Tasks to complete.
A. Update the passage on mountain formation between "The nature of" and "constitute marginal spaces.", inclusive, replacing "smuggling" with "contraband trade".
B. In the passage on mountain formation, which ranges are named as examples of intra-continental chains?
C. Continue the passage on mountain formation from where it stops.
[Text under study Boundary: Start]
According to the model of plate tectonics, the conditions that have contributed to the formation of mountains make it possible to distinguish between several types of orographic ranges. Mountain chains are classified either as peri-continental chains resulting from subduction mechanisms (the Cordillera of the Andes, the massifs of the Asian archipelagos) and characterised by strong volcanic activity, or as still uplifting chains corresponding to the collision of two continental plates and to the closure of an ocean (Alps, Himalayas) or finally as intra-continental chains (Pyrenees, Caucasus) shaped by compression and sliding movements inside a continent.
Ancient massifs are not ‘old mountains’, but parts of the platform uplifted and reshaped inside continents. In the case of the Vosges, the Black Forest and the French Massif Central, recent movement has caused their fragmentation.
The nature of the rocky substratum and the imprint of fluvial and glacial relief produce a variable degree of penetrability and an unequal capacity to bear traffic (the width of valleys and steepness of their sides, the altitude of passes). Elsewhere, however, isolation from legal traffic and flows in some massifs may be conducive to smuggling or the cultivation of narcotic plants. In contrast to the representation built around the idea of sanctuary, but corresponding to situations of isolation, mountains as symbols of natural borders are also the theatre of guerrilla warfare and of territorial claims for national minorities (the idea of the mountain as shelter). These situations reinforce the idea that ìn many latitudes, they constitute marginal spaces.
[Text under study Boundary: End]
[Supplied records Boundary: Start]
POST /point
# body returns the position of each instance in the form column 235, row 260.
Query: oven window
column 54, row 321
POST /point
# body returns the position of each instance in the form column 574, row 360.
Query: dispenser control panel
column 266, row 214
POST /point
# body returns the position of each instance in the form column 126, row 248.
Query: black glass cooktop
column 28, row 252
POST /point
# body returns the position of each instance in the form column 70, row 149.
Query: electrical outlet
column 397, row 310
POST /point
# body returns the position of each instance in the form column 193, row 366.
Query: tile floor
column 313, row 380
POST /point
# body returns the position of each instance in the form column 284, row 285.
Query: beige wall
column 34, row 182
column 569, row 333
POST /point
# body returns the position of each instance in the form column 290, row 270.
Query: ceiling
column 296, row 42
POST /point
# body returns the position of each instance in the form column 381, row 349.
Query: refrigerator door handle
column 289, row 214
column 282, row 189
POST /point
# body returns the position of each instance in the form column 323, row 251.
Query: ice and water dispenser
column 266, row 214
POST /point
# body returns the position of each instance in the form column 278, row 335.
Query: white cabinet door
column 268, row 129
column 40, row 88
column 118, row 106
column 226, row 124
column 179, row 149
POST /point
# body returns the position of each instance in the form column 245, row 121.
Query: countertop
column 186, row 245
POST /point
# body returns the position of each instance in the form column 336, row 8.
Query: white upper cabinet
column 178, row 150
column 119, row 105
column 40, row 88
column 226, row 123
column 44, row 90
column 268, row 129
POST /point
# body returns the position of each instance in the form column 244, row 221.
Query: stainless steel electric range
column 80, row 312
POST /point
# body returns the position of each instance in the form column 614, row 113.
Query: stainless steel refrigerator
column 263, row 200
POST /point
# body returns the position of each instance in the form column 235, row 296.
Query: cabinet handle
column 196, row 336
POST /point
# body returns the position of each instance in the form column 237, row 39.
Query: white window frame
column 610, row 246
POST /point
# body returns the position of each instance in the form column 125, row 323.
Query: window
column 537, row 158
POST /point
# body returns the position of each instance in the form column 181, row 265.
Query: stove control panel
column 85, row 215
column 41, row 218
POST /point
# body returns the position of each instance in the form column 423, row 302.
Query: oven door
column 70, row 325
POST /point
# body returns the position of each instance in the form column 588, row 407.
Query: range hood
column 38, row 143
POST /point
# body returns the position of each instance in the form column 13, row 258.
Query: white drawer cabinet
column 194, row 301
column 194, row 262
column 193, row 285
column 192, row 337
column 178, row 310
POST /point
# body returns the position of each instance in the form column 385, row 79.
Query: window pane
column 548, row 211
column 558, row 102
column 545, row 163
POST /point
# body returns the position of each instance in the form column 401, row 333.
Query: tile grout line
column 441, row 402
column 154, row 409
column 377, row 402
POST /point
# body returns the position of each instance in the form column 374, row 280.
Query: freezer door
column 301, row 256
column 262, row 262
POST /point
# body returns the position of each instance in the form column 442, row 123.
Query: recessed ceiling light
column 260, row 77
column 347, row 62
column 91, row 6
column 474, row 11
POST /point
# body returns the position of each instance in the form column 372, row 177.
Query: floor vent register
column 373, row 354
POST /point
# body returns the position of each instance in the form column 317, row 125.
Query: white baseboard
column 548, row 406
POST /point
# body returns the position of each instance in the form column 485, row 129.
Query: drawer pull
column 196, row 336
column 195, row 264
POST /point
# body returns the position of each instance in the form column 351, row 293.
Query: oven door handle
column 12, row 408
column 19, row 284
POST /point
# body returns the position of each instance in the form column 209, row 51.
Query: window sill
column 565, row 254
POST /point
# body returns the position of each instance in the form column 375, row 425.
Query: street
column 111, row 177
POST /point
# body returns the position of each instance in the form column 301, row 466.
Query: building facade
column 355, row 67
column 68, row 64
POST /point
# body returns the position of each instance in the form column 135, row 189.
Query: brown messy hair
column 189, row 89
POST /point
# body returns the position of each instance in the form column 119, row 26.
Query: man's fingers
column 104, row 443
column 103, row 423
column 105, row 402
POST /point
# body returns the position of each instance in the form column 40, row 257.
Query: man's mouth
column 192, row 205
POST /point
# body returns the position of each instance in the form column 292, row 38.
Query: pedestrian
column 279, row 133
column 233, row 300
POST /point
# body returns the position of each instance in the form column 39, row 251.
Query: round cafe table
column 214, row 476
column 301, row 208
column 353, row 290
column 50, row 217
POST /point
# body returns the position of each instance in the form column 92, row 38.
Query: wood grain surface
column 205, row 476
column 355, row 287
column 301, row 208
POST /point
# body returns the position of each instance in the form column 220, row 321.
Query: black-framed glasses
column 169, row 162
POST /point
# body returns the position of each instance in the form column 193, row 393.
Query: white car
[Supplied records Boundary: End]
Results for the exercise.
A.
The nature of the rocky substratum and the imprint of fluvial and glacial relief produce a variable degree of penetrability and an unequal capacity to bear traffic (the width of valleys and steepness of their sides, the altitude of passes). Elsewhere, however, isolation from legal traffic and flows in some massifs may be conducive to contraband trade or the cultivation of narcotic plants. In contrast to the representation built around the idea of sanctuary, but corresponding to situations of isolation, mountains as symbols of natural borders are also the theatre of guerrilla warfare and of territorial claims for national minorities (the idea of the mountain as shelter). These situations reinforce the idea that ìn many latitudes, they constitute marginal spaces.

B. The Pyrenees and the Caucasus.

C.
Extending this symbolic dimension, other approaches (B. Debarbieux) insist on the fact that beyond the objective characteristics of mountain spaces, their use belongs to the scope of collective representations. Whatever the period or the continent, populations have projected their cosmology onto mountain heights, and more generally their whole psychic, social and spiritual imagination. Whether considered according to myths of hygiene (health, regeneration, protection) or in relation to Promethean myths (development, conquest, sporting challenge), by their location at the margins of the oikumene, summits have always fascinated populations with a twofold perception of attraction and repulsion.
As original spatial systems, mountains function within the framework of evolving interactions between very diverse geo-systems and forms of development and human density. Uses of the different parts of mountain spaces correspond more to arbitrations made by human communities between socio-technical capacities, risks and local potentialities than to a-temporal cultural or pastoral ‘vocations’.
B. E.

Bernard Elissalde

Bibliography :
- Special issue of the Revue de Géographie alpine : Quelle spécificité montagnarde ?, in vol. 67, 1989.
- B. Debarbieux and M.C. Robic, 2001, "Les Géographes inventent les Alpes", special issue of the Revue de Géographie alpine.
- R. Knafou, 1994, Les Alpes, P.U.F, QSJ Coll.
- G. Rougerie, 1990, Les montagnes dans la biosphère, A. Colin, U Coll.
- CERAMAC Publications, University of Clermont-Ferrand.